(Point labeling items)
»»
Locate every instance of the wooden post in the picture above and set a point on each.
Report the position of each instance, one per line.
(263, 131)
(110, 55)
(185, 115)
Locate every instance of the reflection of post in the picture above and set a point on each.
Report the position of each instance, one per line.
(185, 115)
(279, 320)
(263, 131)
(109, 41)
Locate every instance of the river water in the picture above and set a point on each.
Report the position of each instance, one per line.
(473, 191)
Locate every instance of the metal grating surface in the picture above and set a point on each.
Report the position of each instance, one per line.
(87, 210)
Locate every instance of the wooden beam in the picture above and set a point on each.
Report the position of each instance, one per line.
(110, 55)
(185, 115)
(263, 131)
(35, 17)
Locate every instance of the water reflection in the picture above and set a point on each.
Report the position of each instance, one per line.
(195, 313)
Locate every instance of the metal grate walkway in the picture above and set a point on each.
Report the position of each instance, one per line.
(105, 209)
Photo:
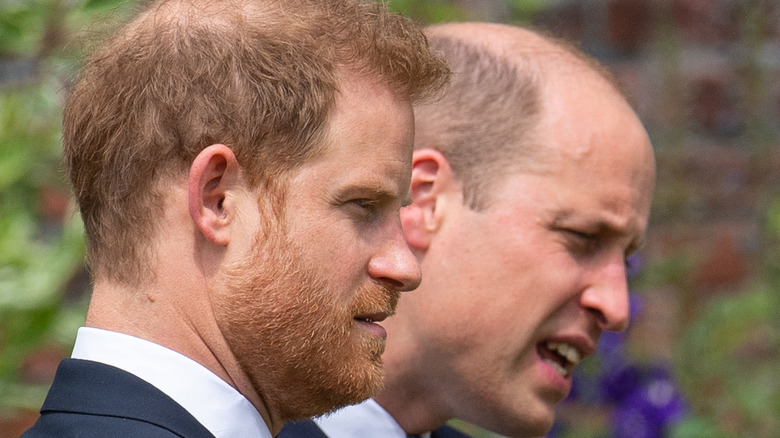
««
● **Exercise aim**:
Render every line of the items above as a JSON list of strings, one string per line, skipping blank lines. Leave out the pictures.

● **Answer to the task**:
[
  "Locate every instance of the wooden post in the picture above and set a point on each.",
  "Report the position of each instance, one per line.",
  "(263, 131)",
  "(110, 55)",
  "(185, 115)",
  "Locate every instance of the reflection of post in the picture above and set a point on each.",
  "Report the position of each instance, one per line.",
  "(185, 115)",
  "(279, 320)",
  "(263, 131)",
  "(109, 41)",
  "Locate every instance of the river water in the picture above and set a point on each.",
  "Report the position of each instance, one per line.",
  "(473, 191)",
  "Locate every instance of the metal grating surface in the picture above and set a point on each.",
  "Report the position of each instance, one per line.",
  "(87, 210)",
  "Locate every instance of the wooden beam in the picture above and set a point on each.",
  "Report the position of each instance, one per line.",
  "(110, 55)",
  "(185, 115)",
  "(263, 131)",
  "(35, 17)",
  "Locate every instance of the water reflection in the picture above and set a point on each.",
  "Report the position of each instance, one per line.",
  "(195, 313)",
  "Locate every instance of the metal grate walkway in the picture above and set a point on each.",
  "Report the position of each instance, one per line.",
  "(105, 209)",
  "Photo:"
]